Supplied data |

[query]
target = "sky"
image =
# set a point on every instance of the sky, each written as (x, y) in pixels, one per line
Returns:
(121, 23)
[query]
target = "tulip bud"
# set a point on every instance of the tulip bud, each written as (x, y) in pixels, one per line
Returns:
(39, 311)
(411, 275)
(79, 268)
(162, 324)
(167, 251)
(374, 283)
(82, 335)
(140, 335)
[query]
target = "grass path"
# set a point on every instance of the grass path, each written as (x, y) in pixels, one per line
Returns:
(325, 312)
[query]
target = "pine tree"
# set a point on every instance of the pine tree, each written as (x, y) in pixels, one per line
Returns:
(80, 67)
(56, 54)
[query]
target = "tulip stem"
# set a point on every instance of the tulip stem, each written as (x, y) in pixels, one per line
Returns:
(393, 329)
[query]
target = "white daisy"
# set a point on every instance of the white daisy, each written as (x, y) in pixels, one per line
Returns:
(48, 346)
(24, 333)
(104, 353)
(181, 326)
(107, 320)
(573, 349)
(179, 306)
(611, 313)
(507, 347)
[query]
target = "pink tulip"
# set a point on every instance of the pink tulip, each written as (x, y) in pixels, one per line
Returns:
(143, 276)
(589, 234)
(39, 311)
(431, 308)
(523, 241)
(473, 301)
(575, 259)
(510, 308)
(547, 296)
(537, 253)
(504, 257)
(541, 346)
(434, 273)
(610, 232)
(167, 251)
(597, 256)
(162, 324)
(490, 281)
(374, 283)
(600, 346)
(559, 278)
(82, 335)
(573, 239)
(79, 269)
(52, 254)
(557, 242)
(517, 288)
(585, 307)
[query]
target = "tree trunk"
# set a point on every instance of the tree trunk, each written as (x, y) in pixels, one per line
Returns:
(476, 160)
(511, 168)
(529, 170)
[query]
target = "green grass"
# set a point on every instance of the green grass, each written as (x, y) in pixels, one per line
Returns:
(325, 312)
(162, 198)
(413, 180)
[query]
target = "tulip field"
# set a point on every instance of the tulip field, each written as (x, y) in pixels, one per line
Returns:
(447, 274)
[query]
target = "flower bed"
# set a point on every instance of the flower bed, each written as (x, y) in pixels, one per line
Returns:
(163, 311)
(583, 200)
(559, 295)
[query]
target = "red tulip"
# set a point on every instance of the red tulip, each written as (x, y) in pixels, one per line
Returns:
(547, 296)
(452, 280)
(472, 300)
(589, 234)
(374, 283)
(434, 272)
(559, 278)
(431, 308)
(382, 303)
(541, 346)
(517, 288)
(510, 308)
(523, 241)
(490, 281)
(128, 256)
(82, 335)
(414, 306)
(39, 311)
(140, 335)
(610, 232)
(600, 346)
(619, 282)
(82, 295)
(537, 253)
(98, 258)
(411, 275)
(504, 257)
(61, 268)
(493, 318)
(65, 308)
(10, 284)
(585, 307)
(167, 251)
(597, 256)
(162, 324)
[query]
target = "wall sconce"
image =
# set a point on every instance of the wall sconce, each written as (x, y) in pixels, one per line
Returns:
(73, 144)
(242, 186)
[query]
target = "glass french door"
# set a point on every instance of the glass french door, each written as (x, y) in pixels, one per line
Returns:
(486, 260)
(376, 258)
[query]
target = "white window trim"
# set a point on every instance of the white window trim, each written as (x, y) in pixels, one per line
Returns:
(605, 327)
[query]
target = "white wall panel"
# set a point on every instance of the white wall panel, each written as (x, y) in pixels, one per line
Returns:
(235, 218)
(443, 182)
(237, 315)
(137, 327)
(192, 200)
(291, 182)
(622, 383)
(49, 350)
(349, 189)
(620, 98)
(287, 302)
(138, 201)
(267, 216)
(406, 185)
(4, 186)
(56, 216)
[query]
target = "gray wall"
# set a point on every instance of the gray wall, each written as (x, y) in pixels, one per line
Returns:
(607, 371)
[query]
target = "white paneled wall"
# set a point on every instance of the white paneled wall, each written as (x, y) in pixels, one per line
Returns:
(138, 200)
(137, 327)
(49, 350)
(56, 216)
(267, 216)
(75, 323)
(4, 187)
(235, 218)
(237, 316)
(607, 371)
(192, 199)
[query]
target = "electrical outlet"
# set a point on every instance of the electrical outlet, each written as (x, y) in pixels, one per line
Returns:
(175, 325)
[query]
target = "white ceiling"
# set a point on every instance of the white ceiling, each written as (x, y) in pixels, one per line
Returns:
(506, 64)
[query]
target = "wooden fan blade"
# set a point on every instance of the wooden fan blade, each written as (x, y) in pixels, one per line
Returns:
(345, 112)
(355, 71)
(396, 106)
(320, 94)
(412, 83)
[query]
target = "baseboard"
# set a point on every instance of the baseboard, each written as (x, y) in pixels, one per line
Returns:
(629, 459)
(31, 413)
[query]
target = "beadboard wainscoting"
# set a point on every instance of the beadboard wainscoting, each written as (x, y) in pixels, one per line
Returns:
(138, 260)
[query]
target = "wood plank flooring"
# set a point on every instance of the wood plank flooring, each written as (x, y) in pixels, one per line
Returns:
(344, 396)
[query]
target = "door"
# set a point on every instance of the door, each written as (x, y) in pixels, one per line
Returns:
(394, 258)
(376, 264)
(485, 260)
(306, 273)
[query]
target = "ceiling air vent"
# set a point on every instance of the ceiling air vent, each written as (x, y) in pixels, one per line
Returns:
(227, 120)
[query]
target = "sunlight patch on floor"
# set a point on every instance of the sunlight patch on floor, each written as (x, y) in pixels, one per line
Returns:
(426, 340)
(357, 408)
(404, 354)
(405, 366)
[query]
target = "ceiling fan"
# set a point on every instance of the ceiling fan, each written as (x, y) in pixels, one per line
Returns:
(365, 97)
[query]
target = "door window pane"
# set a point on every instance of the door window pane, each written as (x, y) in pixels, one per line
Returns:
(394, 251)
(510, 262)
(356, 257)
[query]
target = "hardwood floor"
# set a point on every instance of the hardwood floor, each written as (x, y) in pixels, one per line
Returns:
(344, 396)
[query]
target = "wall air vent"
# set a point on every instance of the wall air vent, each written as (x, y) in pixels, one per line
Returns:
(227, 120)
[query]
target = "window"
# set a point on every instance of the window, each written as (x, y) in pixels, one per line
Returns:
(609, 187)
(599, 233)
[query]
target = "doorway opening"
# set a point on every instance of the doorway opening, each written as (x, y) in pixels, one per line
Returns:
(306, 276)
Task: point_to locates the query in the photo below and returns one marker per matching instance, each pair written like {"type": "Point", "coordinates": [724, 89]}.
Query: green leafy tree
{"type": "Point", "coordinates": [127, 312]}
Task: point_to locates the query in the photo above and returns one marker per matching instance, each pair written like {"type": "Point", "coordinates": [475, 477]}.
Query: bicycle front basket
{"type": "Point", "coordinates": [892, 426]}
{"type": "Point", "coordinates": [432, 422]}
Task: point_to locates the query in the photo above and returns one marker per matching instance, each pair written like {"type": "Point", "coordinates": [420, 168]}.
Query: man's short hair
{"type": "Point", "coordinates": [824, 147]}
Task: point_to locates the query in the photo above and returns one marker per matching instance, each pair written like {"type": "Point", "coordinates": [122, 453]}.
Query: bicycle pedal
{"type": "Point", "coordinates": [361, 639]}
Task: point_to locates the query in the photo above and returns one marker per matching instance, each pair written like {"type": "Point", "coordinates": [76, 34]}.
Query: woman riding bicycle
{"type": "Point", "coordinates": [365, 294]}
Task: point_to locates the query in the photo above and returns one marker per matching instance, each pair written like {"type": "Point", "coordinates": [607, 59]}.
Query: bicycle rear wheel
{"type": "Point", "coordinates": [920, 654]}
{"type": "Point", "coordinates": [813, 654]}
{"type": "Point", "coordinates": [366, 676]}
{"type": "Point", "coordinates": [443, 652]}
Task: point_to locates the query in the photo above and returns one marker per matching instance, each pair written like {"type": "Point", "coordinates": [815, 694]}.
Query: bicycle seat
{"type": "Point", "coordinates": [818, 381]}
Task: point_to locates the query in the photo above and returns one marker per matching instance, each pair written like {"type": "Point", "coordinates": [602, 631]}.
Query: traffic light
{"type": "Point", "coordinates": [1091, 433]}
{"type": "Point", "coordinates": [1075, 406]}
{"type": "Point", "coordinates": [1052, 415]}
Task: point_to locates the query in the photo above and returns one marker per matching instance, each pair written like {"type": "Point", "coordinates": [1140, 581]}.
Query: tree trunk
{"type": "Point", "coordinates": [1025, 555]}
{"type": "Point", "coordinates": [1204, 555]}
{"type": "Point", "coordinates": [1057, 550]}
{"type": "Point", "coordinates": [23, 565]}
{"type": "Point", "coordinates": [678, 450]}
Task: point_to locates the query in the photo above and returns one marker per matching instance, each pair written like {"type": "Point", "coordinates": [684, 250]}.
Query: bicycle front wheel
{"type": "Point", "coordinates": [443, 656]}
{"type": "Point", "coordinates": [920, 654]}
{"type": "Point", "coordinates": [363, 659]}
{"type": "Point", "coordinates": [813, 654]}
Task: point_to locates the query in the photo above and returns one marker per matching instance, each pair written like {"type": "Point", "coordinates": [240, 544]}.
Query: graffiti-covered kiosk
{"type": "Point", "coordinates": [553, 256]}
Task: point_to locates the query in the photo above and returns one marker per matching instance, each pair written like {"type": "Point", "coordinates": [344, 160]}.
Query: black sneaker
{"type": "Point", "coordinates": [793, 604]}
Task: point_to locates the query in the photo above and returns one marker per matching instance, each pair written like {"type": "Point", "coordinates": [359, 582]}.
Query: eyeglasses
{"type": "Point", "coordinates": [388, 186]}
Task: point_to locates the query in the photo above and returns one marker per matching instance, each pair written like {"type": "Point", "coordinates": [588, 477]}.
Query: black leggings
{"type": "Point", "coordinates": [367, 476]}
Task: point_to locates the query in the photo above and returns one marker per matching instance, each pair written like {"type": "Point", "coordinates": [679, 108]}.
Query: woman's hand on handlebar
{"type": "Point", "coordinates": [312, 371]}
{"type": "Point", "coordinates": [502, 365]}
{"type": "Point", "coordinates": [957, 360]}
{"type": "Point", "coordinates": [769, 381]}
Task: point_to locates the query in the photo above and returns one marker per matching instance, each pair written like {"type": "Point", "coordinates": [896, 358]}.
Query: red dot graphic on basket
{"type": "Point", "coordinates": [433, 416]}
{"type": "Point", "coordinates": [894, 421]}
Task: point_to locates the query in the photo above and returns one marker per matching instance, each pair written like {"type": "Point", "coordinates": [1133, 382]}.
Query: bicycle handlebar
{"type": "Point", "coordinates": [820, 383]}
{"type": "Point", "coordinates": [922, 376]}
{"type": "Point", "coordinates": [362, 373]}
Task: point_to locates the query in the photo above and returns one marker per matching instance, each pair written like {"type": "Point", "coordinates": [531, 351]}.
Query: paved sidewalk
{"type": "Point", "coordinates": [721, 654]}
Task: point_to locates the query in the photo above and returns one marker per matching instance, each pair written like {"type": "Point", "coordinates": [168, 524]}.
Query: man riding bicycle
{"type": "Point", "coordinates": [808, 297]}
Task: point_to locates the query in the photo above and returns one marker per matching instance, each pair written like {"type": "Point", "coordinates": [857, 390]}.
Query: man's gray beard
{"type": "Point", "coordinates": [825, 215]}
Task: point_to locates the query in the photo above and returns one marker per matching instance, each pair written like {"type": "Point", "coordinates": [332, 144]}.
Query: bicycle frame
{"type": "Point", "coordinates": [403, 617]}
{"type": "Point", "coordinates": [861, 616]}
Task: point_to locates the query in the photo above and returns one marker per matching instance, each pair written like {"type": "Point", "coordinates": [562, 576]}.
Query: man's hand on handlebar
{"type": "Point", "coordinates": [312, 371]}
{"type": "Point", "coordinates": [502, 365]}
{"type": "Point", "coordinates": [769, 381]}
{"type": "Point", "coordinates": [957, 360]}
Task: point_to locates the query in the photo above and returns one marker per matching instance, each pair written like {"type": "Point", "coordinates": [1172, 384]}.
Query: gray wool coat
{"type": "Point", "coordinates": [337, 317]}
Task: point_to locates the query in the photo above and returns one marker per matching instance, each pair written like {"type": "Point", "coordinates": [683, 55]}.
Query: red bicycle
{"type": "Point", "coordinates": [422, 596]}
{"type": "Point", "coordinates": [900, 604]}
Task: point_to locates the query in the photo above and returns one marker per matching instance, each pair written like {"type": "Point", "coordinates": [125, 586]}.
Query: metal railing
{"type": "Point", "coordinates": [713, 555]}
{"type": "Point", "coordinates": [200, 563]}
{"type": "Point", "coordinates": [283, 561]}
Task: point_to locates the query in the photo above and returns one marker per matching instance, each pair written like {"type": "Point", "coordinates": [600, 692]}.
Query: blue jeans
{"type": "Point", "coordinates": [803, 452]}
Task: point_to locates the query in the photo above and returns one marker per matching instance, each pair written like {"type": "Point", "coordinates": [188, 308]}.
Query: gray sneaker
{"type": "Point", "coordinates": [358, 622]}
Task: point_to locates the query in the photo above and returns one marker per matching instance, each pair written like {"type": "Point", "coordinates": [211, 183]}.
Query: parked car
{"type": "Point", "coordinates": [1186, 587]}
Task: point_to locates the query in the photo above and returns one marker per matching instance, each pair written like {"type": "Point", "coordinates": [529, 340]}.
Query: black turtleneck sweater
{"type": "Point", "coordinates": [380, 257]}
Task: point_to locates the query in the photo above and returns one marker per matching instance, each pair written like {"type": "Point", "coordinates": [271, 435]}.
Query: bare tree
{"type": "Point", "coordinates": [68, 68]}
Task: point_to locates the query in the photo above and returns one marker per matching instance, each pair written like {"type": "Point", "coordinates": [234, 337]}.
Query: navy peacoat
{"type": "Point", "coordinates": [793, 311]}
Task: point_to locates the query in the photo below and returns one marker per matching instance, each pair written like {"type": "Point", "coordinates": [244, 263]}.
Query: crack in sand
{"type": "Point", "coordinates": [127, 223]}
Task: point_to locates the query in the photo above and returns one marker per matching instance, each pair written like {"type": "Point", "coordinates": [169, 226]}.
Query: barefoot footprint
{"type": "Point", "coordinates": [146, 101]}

What the task asks | When you find a line in the records that contains the word "paneled", copy it.

Result for this task |
target = "white paneled wall"
# set a point on every instance of the white paneled wall, each written as (x, y) in pixels, one per line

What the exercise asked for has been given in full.